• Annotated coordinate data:
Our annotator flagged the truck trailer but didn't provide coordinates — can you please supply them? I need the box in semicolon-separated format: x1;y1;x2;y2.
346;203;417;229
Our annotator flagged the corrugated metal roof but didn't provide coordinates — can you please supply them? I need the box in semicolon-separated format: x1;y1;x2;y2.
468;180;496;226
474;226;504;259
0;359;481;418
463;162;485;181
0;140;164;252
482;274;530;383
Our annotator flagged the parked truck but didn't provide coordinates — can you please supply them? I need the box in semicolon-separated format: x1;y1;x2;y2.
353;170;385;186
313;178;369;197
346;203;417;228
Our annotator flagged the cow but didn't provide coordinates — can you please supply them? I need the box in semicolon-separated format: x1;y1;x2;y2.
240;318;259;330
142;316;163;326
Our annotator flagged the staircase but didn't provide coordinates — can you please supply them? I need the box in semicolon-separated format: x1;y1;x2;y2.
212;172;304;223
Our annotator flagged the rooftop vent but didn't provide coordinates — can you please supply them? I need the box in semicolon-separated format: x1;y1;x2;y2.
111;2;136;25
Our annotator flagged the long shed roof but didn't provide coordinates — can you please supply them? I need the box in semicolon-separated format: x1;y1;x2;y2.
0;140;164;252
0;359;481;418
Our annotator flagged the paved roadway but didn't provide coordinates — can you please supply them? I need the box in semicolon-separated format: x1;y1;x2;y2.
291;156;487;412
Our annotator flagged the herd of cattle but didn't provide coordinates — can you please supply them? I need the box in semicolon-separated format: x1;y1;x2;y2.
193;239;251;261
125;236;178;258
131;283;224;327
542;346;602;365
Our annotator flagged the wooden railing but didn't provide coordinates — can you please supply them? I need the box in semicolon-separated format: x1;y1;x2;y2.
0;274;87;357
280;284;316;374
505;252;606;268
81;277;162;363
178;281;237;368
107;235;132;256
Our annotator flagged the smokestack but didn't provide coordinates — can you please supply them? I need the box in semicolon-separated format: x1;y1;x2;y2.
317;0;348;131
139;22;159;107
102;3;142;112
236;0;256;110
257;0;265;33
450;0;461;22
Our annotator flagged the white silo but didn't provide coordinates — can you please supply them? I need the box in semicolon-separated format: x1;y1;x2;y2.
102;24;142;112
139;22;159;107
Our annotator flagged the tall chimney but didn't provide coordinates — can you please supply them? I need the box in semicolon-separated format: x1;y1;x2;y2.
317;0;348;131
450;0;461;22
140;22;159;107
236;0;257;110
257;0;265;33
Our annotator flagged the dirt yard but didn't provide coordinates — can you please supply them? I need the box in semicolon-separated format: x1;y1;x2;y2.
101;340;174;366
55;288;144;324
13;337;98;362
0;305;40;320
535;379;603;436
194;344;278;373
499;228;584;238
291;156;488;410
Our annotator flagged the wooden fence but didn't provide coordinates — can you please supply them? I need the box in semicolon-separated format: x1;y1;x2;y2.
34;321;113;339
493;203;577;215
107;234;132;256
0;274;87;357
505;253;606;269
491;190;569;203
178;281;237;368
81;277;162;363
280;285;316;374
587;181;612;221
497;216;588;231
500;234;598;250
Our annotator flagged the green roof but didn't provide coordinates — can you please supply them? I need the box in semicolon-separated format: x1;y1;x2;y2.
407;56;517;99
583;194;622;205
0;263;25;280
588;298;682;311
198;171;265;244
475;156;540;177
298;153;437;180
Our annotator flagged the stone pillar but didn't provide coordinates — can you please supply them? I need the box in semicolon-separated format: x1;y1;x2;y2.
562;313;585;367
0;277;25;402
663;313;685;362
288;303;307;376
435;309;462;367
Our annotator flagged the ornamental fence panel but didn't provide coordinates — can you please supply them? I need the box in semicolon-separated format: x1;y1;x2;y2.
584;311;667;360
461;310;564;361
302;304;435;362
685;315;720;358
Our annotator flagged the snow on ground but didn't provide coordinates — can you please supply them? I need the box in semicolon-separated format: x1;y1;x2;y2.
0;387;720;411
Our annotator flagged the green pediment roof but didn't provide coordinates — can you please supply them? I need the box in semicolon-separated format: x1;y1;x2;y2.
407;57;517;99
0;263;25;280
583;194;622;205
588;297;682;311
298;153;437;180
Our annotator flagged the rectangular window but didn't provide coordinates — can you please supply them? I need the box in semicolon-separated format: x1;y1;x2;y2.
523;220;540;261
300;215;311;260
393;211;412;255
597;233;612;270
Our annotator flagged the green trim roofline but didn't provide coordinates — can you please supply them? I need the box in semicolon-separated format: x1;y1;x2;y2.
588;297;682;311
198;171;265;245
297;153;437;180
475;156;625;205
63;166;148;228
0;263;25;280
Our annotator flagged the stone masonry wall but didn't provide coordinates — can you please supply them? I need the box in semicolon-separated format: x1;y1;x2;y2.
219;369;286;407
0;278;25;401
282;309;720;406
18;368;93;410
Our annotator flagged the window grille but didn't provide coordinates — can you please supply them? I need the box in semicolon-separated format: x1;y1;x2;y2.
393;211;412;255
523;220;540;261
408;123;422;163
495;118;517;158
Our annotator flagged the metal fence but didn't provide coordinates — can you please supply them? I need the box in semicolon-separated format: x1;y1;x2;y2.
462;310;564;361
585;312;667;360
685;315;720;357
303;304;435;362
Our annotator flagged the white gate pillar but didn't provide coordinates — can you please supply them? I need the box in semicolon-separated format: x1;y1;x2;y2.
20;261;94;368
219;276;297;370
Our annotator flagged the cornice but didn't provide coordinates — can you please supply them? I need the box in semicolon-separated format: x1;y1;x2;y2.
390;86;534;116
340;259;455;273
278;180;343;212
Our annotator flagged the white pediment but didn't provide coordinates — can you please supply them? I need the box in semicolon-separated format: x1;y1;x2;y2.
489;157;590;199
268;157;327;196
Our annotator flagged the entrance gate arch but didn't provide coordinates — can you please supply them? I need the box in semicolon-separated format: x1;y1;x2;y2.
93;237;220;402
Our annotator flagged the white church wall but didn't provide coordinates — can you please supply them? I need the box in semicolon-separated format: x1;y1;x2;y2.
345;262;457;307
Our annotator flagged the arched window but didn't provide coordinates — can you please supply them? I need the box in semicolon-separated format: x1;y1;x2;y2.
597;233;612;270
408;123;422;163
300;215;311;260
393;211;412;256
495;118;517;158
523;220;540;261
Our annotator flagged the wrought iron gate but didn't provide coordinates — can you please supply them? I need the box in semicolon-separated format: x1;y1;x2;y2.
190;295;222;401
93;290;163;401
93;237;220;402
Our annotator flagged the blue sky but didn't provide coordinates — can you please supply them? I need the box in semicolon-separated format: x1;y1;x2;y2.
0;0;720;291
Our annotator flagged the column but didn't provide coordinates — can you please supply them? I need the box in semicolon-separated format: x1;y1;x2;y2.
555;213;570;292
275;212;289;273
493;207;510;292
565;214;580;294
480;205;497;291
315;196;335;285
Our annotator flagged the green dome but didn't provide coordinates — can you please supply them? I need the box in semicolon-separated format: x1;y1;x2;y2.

• Aim of the exercise:
Copy everything from the start of the data down to the line containing "111;2;136;25", swapping "annotator" for "labeler" wherever it occurs and leaving all else as it stands.

• Response:
Our labeler flagged the truck trailer but didn't provide coordinates — can you please supply them? I need the box in semicolon-separated format: x1;y1;x2;y2.
346;203;417;229
Our labeler flagged the corrugated metal roof but didn't provide coordinates — can you please supply them? I need the box in semicolon-separated format: x1;y1;x2;y2.
468;180;496;226
474;226;504;259
0;359;481;418
463;162;485;181
0;140;164;252
482;274;530;383
Our labeler flagged the parked truck but didn't provide coordinates — can you please supply them? I need the box in semicolon-separated format: x1;y1;x2;y2.
353;170;385;186
313;178;369;197
346;203;417;228
Our labeler flagged the cow but didn't provide coordinates — can you please supply them? I need the box in semicolon-separated format: x1;y1;x2;y2.
240;318;259;330
142;316;163;326
Our labeler flagged the staircase but didn't provide coordinates — can you please supply them? I need the box in semicolon-separated format: x1;y1;x2;y2.
212;172;304;223
Our labeler flagged the rooftop vent but didn't provide coordinates — can you please supply them? I need the box in semicolon-separated format: x1;y1;x2;y2.
111;2;136;25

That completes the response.